## Start

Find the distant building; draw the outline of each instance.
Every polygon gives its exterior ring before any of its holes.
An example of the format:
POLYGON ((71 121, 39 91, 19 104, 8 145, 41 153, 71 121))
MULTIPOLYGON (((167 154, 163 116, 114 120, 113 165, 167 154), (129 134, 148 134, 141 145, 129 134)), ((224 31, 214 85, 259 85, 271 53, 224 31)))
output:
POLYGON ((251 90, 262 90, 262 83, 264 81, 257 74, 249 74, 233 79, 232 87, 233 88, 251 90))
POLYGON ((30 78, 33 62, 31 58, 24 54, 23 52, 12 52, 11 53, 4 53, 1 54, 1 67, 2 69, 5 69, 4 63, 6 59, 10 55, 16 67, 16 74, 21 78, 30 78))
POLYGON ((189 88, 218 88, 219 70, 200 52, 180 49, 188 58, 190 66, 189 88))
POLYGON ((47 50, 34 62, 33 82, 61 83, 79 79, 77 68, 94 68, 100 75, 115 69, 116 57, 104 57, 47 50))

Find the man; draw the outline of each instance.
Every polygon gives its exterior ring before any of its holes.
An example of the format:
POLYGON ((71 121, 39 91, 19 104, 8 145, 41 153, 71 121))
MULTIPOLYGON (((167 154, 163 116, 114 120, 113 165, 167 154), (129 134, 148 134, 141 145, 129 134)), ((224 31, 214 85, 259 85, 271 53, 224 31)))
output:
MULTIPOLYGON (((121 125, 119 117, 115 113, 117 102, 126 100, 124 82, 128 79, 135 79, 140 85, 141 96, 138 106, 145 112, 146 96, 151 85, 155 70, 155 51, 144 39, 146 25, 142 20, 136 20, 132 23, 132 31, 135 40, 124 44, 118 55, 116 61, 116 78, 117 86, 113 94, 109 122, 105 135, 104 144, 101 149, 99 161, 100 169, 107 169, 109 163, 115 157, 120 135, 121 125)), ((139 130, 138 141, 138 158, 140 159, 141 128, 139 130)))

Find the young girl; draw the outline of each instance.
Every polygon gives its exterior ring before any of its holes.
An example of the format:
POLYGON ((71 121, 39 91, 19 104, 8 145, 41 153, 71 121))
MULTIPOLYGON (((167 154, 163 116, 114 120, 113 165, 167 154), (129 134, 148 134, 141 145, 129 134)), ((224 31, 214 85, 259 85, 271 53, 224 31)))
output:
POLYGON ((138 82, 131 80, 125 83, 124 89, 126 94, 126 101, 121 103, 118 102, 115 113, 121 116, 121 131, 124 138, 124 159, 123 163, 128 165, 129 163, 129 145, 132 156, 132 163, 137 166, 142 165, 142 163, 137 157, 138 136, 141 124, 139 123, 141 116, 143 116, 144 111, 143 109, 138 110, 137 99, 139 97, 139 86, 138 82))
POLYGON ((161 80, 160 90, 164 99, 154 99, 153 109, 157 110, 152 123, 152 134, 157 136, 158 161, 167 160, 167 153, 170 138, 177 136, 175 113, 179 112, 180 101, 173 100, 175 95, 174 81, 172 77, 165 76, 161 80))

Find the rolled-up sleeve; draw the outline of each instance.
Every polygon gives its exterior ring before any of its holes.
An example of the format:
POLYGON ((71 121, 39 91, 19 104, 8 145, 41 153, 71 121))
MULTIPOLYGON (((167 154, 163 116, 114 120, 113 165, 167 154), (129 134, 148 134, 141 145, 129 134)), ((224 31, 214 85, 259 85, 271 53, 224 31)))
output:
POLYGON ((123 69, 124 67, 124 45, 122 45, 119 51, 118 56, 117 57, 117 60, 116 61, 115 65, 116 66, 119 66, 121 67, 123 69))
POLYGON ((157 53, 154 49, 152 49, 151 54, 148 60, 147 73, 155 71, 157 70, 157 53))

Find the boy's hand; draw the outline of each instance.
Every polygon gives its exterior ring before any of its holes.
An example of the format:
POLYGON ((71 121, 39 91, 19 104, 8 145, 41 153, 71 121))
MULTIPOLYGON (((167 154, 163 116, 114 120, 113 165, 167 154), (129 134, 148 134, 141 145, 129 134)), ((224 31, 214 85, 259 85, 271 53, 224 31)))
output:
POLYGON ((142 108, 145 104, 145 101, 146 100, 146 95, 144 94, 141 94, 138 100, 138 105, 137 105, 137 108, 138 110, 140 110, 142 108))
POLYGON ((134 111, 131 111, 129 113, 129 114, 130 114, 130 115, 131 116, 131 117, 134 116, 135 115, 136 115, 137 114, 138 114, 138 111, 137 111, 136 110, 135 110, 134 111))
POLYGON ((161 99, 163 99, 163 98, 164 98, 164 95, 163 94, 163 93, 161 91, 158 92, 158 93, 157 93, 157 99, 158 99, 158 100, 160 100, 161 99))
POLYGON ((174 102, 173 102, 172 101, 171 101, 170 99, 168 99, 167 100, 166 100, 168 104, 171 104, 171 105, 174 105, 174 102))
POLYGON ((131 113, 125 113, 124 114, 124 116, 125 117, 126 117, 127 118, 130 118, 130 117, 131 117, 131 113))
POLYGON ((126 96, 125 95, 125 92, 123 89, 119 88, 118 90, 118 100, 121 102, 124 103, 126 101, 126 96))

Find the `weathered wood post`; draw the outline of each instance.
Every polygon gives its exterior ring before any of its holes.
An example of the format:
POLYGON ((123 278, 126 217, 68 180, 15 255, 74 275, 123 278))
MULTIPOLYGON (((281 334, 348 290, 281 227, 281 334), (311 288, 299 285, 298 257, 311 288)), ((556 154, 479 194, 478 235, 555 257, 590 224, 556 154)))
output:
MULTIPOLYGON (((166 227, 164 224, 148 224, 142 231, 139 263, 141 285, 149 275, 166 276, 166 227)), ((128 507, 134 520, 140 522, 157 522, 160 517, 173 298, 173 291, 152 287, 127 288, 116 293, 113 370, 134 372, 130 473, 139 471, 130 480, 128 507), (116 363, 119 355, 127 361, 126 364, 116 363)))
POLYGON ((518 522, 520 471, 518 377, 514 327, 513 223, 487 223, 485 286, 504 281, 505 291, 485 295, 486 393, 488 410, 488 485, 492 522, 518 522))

## End

_TO DO_
Reproduce all of the data above verbatim, line for line, from the first line to the last.

_OUTPUT FOR THIS TASK_
Find the distant building; draw the outline of each instance.
Every polygon gives its exterior ring before any of its holes.
An example of the format:
POLYGON ((71 121, 39 91, 19 104, 8 145, 41 153, 71 121))
MULTIPOLYGON (((167 154, 163 116, 114 120, 113 165, 167 154), (129 134, 148 134, 141 145, 129 134)), ((224 31, 214 85, 259 85, 271 53, 224 31)))
output:
POLYGON ((251 90, 262 90, 262 83, 264 81, 257 74, 249 74, 233 79, 232 87, 233 88, 251 90))
POLYGON ((30 78, 33 62, 31 58, 24 54, 23 52, 12 52, 11 53, 4 53, 1 54, 1 67, 2 69, 5 69, 4 63, 6 59, 10 55, 16 67, 16 74, 21 78, 30 78))
POLYGON ((189 88, 218 88, 219 70, 200 52, 180 49, 188 58, 190 66, 189 88))
POLYGON ((47 50, 34 62, 33 82, 61 83, 79 79, 77 68, 94 68, 100 75, 115 69, 116 57, 104 57, 47 50))

Find the man; draw the outline of each instance.
Every polygon gives its exterior ring before any of its holes.
An example of the format:
POLYGON ((71 121, 39 91, 19 104, 8 145, 41 153, 71 121))
MULTIPOLYGON (((167 154, 163 116, 114 120, 113 165, 167 154), (129 134, 148 134, 141 145, 129 134)), ((224 31, 214 85, 259 85, 271 53, 224 31)))
output:
MULTIPOLYGON (((121 125, 119 117, 115 113, 117 102, 126 100, 124 82, 128 79, 135 79, 140 85, 141 96, 138 106, 145 112, 146 96, 151 85, 155 70, 155 51, 144 39, 146 25, 142 20, 136 20, 132 23, 132 31, 135 40, 124 44, 118 55, 116 61, 116 78, 117 86, 113 94, 109 122, 105 135, 104 144, 101 149, 99 161, 100 169, 107 169, 109 163, 115 157, 120 135, 121 125)), ((139 130, 138 141, 138 158, 140 159, 141 128, 139 130)))

Find the young girl; draw the outline of each instance.
Every polygon gives its exterior ring before any of its holes.
An example of the format:
POLYGON ((71 121, 39 91, 19 104, 8 145, 41 153, 71 121))
MULTIPOLYGON (((167 154, 163 116, 114 120, 113 165, 167 154), (129 134, 148 134, 141 145, 129 134)), ((224 31, 214 85, 259 85, 271 53, 224 31)))
output:
POLYGON ((138 82, 131 80, 125 83, 124 89, 126 94, 126 101, 121 103, 118 102, 115 113, 121 116, 121 131, 124 138, 124 159, 123 163, 128 165, 129 163, 129 145, 132 156, 132 163, 137 166, 142 165, 142 163, 137 157, 138 136, 141 124, 139 123, 141 116, 143 116, 144 111, 143 109, 138 110, 137 99, 139 97, 139 86, 138 82))
POLYGON ((161 80, 160 90, 164 99, 154 99, 153 109, 157 110, 152 123, 152 134, 157 136, 158 161, 167 160, 167 153, 170 138, 177 136, 175 113, 179 112, 180 101, 173 100, 175 95, 174 81, 172 77, 165 76, 161 80))

Find the rolled-up sleeve; draw the outline of each instance.
Every polygon gives its exterior ring before any of its holes.
An example of the format:
POLYGON ((71 121, 39 91, 19 104, 8 145, 41 153, 71 121))
MULTIPOLYGON (((167 154, 163 116, 114 120, 113 165, 167 154), (129 134, 148 134, 141 145, 129 134)), ((224 31, 214 85, 259 85, 271 53, 224 31)))
output:
POLYGON ((123 69, 124 67, 124 45, 122 45, 119 51, 118 56, 117 57, 117 60, 116 61, 115 65, 116 66, 119 66, 121 67, 123 69))
POLYGON ((157 53, 154 49, 152 49, 151 54, 148 60, 147 73, 155 71, 157 70, 157 53))

Find the boy's hand; draw the outline of each instance.
Every polygon gives its exterior ring before any of its holes.
An example of the format:
POLYGON ((71 121, 39 91, 19 104, 8 145, 41 153, 71 121))
MULTIPOLYGON (((167 154, 163 116, 114 120, 113 165, 167 154), (129 134, 148 134, 141 145, 129 134)), ((224 31, 214 85, 259 85, 271 53, 224 31)))
output:
POLYGON ((142 108, 145 104, 145 101, 146 100, 146 95, 144 94, 141 94, 138 100, 138 105, 137 105, 137 108, 138 110, 140 110, 142 108))
POLYGON ((134 111, 131 111, 129 113, 129 114, 130 114, 130 115, 131 116, 131 117, 134 116, 135 115, 136 115, 137 114, 138 114, 138 111, 137 111, 136 110, 135 110, 134 111))
POLYGON ((161 99, 163 99, 163 98, 164 98, 164 95, 163 94, 163 93, 161 91, 158 92, 158 93, 157 93, 157 99, 158 99, 158 100, 160 100, 161 99))
POLYGON ((174 102, 173 102, 172 101, 171 101, 170 99, 168 99, 167 100, 166 100, 168 104, 171 104, 171 105, 174 105, 174 102))
POLYGON ((131 113, 125 113, 124 114, 124 116, 125 117, 126 117, 127 118, 130 118, 130 117, 131 117, 131 113))
POLYGON ((126 96, 125 95, 125 92, 123 89, 119 88, 118 90, 118 100, 121 102, 124 103, 126 101, 126 96))

Find the `weathered wood post`; draw the outline of each instance.
Every polygon gives its exterior ring before any of its holes.
An example of the format:
POLYGON ((123 278, 126 217, 68 180, 15 255, 74 275, 123 278))
MULTIPOLYGON (((281 334, 348 290, 281 227, 281 334), (311 288, 299 285, 298 257, 311 288)), ((556 154, 479 194, 478 235, 555 257, 590 224, 556 154)))
output:
MULTIPOLYGON (((166 227, 164 224, 148 224, 142 231, 139 263, 141 285, 149 275, 166 276, 166 227)), ((128 507, 134 520, 140 522, 157 522, 160 517, 173 298, 173 291, 152 287, 127 288, 116 293, 113 370, 134 372, 130 473, 139 471, 130 480, 128 507), (116 363, 119 355, 127 361, 126 364, 116 363)))
POLYGON ((518 522, 520 471, 518 377, 514 327, 513 223, 487 223, 485 286, 504 281, 505 291, 485 295, 486 393, 488 410, 488 485, 492 522, 518 522))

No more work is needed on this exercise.